Figure 1. The frontage of the suggested MMA unit cell.

Figure 2. A graphic representation of the suggested MMA.

Figure 3. The front view of the proposed unit cell structure.

Numerical simulations and analysis

The design of the proposed unit cell structure of MA was simulated in the commercially available Finite Element Method solver, ANSYS HFSS. To achieve the desired bandwidth of the proposed MA, the optimized dimensions of the unit cell structure are as follows: a = 31.5 mm, r1 = 12 mm, r2 = 7 mm, r3 = 2 mm, r = 4 mm, res1 = res2 = 220 ohm, and res3 = 150 ohm, where res1, res2, and res3 are the resistances of four resistors placed in the outer circle, middle circle, and the inner circle, respectively. Materials found in nature comprise micro-atoms that have magnetization and polarization attributes to determine their electromagnetic (EM) response. However, in metamaterials, EM wave traverse through the electric field and magnetic field, which helps in actuating the electrons present in the atoms. These transmission properties help to modify the consuming energy of incident waves. Permittivity, ε = ε′ + iε″, and permeability, μ = μ′ + iμ″, indicate the degree of motion. The real components of ε and μ specify the polarization and magnetization degree, respectively. However, the imaginary components of ε and μ specify the basic characterization parameters that help in determining the losses in a medium. We have computed wideband absorptivity, A(ω), using equations (1) and (2).

(1)\begin{equation}A\left( \omega \right) = 1 - {\left| {{S_{11}}\left( \omega \right)} \right|^2} - {\left| {{S_{21}}\left( \omega \right)} \right|^2}\end{equation}

(2)\begin{equation}A\left( \omega \right) = 1 - {\left| {{S_{11}}\left( \omega \right)} \right|^2}\end{equation}

The computed value of A(ω) depends upon reflected (S ₁₁) and transmitted (S ₂₁) power. As the bottommost layer of the unit cell structure is completely covered with a resonating material, copper, there is no transmission of waves; hence, the transmitted power in equation (1) is zero and the absorptivity becomes completely dependent on reflected power as shown in equation (2). The absorptivity of the unit cell structure can be controlled by manipulating the reflected power from the surface, i.e., lower the value of reflected power, the higher will be the transmitted power and vice versa.

The proposed unit cell structure shows wide bandwidth of 7.62 GHz (2.8–10.42 GHz) along with 99.99% (∼100%) absorption at two distinct peaks, 3.41 GHz and 9.75 GHz, as depicted in Fig. 4.

★ ★ ★ ★ ★

== GIVEN PROBLEM A ==
Swap "formatted" for "structured" in the part of the rows that opens with the line containing "Query: <item>bear's back</item>" and closes with the end of the rows, and give only that part back, leaving everything else unchanged.

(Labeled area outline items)
★ ★ ★ ★ ★

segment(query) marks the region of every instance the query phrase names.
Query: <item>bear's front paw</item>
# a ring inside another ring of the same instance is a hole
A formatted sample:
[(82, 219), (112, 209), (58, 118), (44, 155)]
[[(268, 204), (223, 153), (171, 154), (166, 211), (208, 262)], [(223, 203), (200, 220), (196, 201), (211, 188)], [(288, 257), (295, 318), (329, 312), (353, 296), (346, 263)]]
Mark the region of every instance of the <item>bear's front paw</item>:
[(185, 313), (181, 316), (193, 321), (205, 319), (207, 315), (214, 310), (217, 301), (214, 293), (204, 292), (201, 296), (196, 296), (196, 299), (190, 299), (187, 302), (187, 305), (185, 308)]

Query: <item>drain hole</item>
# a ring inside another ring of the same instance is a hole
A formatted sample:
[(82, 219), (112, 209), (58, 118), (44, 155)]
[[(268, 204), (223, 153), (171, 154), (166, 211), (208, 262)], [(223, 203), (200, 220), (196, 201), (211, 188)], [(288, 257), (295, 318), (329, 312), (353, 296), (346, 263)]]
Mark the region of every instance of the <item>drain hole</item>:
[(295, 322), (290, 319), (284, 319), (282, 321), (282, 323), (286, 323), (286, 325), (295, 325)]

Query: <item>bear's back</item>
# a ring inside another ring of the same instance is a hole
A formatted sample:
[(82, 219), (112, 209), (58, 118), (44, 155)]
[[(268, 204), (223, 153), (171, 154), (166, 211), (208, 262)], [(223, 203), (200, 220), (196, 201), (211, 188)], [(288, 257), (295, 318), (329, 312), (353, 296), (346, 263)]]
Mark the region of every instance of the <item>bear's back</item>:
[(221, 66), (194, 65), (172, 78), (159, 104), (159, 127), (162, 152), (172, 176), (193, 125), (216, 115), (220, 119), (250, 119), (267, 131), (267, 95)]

★ ★ ★ ★ ★

== GIVEN PROBLEM B ==
Repeat, word for word, the part of the absorber excerpt that opens with the words "The computed value" and closes with "and vice versa.".

== PROBLEM SOLUTION A ==
Query: <item>bear's back</item>
# a ring inside another ring of the same instance is a hole
A structured sample:
[(82, 219), (112, 209), (58, 118), (44, 155)]
[[(268, 204), (223, 153), (171, 154), (166, 211), (208, 262)], [(223, 203), (200, 220), (196, 201), (211, 188)], [(288, 257), (295, 318), (329, 312), (353, 296), (346, 263)]]
Mark the region of every instance of the <item>bear's back</item>:
[(221, 66), (194, 65), (172, 78), (159, 104), (159, 127), (162, 152), (172, 176), (193, 125), (216, 115), (220, 119), (250, 119), (267, 131), (267, 95)]

== PROBLEM SOLUTION B ==
The computed value of A(ω) depends upon reflected (S ₁₁) and transmitted (S ₂₁) power. As the bottommost layer of the unit cell structure is completely covered with a resonating material, copper, there is no transmission of waves; hence, the transmitted power in equation (1) is zero and the absorptivity becomes completely dependent on reflected power as shown in equation (2). The absorptivity of the unit cell structure can be controlled by manipulating the reflected power from the surface, i.e., lower the value of reflected power, the higher will be the transmitted power and vice versa.